◆ Aim
Transcribe the entries below word for word, omitting the pictures from your answer.

◆ Supplied material
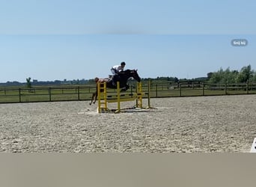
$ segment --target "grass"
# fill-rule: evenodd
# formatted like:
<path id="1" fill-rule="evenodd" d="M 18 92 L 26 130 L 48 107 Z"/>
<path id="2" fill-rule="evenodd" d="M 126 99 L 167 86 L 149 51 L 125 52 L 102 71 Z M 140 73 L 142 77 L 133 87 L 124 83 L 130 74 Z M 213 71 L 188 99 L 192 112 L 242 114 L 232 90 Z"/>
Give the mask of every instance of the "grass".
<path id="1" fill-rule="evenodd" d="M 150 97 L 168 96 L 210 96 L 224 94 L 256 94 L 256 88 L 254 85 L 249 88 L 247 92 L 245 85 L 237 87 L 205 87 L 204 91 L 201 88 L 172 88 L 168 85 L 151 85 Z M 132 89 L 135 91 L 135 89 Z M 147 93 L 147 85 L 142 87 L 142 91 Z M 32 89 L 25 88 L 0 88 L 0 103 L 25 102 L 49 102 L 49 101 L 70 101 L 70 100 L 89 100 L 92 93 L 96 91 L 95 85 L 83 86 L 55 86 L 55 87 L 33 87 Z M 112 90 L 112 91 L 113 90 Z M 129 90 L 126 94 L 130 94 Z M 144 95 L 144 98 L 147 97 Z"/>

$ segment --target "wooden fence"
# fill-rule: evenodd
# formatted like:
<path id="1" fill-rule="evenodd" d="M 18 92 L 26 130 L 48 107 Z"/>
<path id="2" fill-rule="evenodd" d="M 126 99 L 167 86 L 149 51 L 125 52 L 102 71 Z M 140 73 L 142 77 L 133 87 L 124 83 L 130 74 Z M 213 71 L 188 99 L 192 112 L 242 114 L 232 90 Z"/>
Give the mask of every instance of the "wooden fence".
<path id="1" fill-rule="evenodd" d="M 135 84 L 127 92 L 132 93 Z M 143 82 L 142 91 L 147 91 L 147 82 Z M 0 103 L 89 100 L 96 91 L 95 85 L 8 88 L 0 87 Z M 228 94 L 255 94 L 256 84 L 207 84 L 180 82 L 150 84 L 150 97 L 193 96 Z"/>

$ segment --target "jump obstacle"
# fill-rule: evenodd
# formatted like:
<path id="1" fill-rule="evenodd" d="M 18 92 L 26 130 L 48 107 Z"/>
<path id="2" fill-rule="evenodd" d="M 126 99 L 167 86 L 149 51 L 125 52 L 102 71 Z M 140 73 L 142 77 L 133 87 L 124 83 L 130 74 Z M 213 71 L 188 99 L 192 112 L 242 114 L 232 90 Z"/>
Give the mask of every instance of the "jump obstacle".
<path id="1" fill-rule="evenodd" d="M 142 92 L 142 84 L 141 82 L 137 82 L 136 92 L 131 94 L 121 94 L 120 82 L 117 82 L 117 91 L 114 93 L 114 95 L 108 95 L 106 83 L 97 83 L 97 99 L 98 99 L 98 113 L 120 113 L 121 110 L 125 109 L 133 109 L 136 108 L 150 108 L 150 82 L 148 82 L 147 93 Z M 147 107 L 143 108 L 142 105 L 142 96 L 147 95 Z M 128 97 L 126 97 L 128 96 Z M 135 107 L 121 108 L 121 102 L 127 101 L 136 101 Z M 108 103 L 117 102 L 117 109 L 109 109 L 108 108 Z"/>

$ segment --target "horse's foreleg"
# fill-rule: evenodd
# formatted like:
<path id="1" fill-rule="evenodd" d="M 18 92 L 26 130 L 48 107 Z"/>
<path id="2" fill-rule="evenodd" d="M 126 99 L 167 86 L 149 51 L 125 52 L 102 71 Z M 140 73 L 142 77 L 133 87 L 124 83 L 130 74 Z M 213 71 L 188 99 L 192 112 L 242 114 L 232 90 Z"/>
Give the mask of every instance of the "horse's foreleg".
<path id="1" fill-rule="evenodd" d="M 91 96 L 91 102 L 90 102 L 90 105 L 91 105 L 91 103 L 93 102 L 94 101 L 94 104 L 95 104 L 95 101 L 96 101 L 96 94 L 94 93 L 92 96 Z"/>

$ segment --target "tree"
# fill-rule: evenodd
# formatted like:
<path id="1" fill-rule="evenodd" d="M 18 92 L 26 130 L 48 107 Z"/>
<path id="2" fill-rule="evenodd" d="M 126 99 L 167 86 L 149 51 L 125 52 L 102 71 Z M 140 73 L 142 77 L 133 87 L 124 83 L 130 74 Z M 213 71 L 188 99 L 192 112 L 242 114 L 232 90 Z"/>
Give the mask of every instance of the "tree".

◆ Correct result
$ segment --target "grass"
# fill-rule: evenodd
# formatted like:
<path id="1" fill-rule="evenodd" d="M 18 92 L 26 130 L 48 107 Z"/>
<path id="2" fill-rule="evenodd" d="M 126 99 L 167 86 L 149 51 L 125 52 L 102 71 Z M 140 73 L 142 77 L 133 87 L 124 83 L 130 74 Z M 213 71 L 188 99 L 192 112 L 242 114 L 232 90 Z"/>
Give the mask of every instance of the "grass".
<path id="1" fill-rule="evenodd" d="M 150 97 L 168 96 L 210 96 L 224 94 L 256 94 L 256 88 L 254 85 L 249 88 L 247 92 L 245 85 L 237 87 L 205 87 L 204 91 L 201 88 L 172 88 L 168 85 L 151 85 Z M 132 89 L 135 91 L 135 89 Z M 147 93 L 147 85 L 142 87 L 142 91 Z M 32 89 L 25 88 L 0 88 L 0 103 L 25 102 L 49 102 L 49 101 L 70 101 L 70 100 L 89 100 L 92 93 L 96 91 L 95 85 L 83 86 L 55 86 L 55 87 L 33 87 Z M 112 90 L 112 91 L 113 90 Z M 129 90 L 126 94 L 130 94 Z M 144 95 L 144 98 L 147 97 Z"/>

$ segment --target "wooden fence"
# fill-rule: evenodd
# formatted like:
<path id="1" fill-rule="evenodd" d="M 18 92 L 26 130 L 48 107 Z"/>
<path id="2" fill-rule="evenodd" d="M 126 99 L 167 86 L 149 51 L 125 52 L 102 71 Z M 140 73 L 142 77 L 133 87 L 124 83 L 130 74 Z M 213 71 L 188 99 L 192 112 L 242 114 L 232 90 Z"/>
Give the mask of every instance of the "wooden fence".
<path id="1" fill-rule="evenodd" d="M 135 84 L 127 92 L 132 93 Z M 143 82 L 142 91 L 147 91 L 147 82 Z M 0 103 L 89 100 L 96 91 L 95 85 L 8 88 L 0 87 Z M 228 94 L 255 94 L 256 84 L 207 84 L 180 82 L 150 84 L 150 97 L 193 96 Z"/>

$ segment --target "jump obstacle"
# fill-rule: evenodd
# formatted like:
<path id="1" fill-rule="evenodd" d="M 18 92 L 26 130 L 48 107 Z"/>
<path id="2" fill-rule="evenodd" d="M 126 99 L 167 86 L 149 51 L 125 52 L 102 71 Z M 140 73 L 142 77 L 133 87 L 124 83 L 130 74 Z M 213 71 L 188 99 L 192 112 L 242 114 L 232 90 Z"/>
Give the mask of every instance of the "jump obstacle".
<path id="1" fill-rule="evenodd" d="M 142 92 L 142 84 L 141 82 L 137 82 L 136 92 L 131 94 L 121 94 L 120 82 L 117 82 L 117 91 L 114 93 L 114 95 L 108 95 L 106 83 L 97 83 L 97 99 L 98 99 L 98 113 L 120 113 L 121 110 L 125 109 L 133 109 L 136 108 L 150 108 L 150 82 L 148 82 L 147 93 Z M 147 107 L 143 108 L 142 105 L 142 96 L 147 95 Z M 128 97 L 126 97 L 128 96 Z M 135 107 L 121 108 L 121 102 L 127 101 L 136 101 Z M 108 103 L 117 102 L 117 109 L 109 109 L 108 108 Z"/>

$ segment --target "horse's foreleg"
# fill-rule: evenodd
# formatted like:
<path id="1" fill-rule="evenodd" d="M 18 92 L 26 130 L 48 107 Z"/>
<path id="2" fill-rule="evenodd" d="M 126 99 L 167 86 L 149 51 L 125 52 L 102 71 Z M 140 73 L 142 77 L 133 87 L 124 83 L 130 74 Z M 213 71 L 188 99 L 192 112 L 242 114 L 232 90 Z"/>
Give the mask of every instance of the "horse's foreleg".
<path id="1" fill-rule="evenodd" d="M 91 96 L 91 102 L 90 102 L 90 105 L 91 105 L 91 103 L 93 102 L 94 101 L 94 104 L 95 104 L 95 101 L 96 101 L 96 94 L 94 93 L 92 96 Z"/>

$ segment --target "tree"
# fill-rule: evenodd
# formatted like:
<path id="1" fill-rule="evenodd" d="M 18 92 L 26 130 L 48 107 Z"/>
<path id="2" fill-rule="evenodd" d="M 126 99 L 167 86 L 149 51 L 125 52 L 102 71 Z M 140 73 L 142 77 L 133 87 L 124 83 L 130 74 Z M 213 71 L 188 99 L 192 112 L 242 114 L 232 90 Z"/>
Give the mask of every instance of the "tree".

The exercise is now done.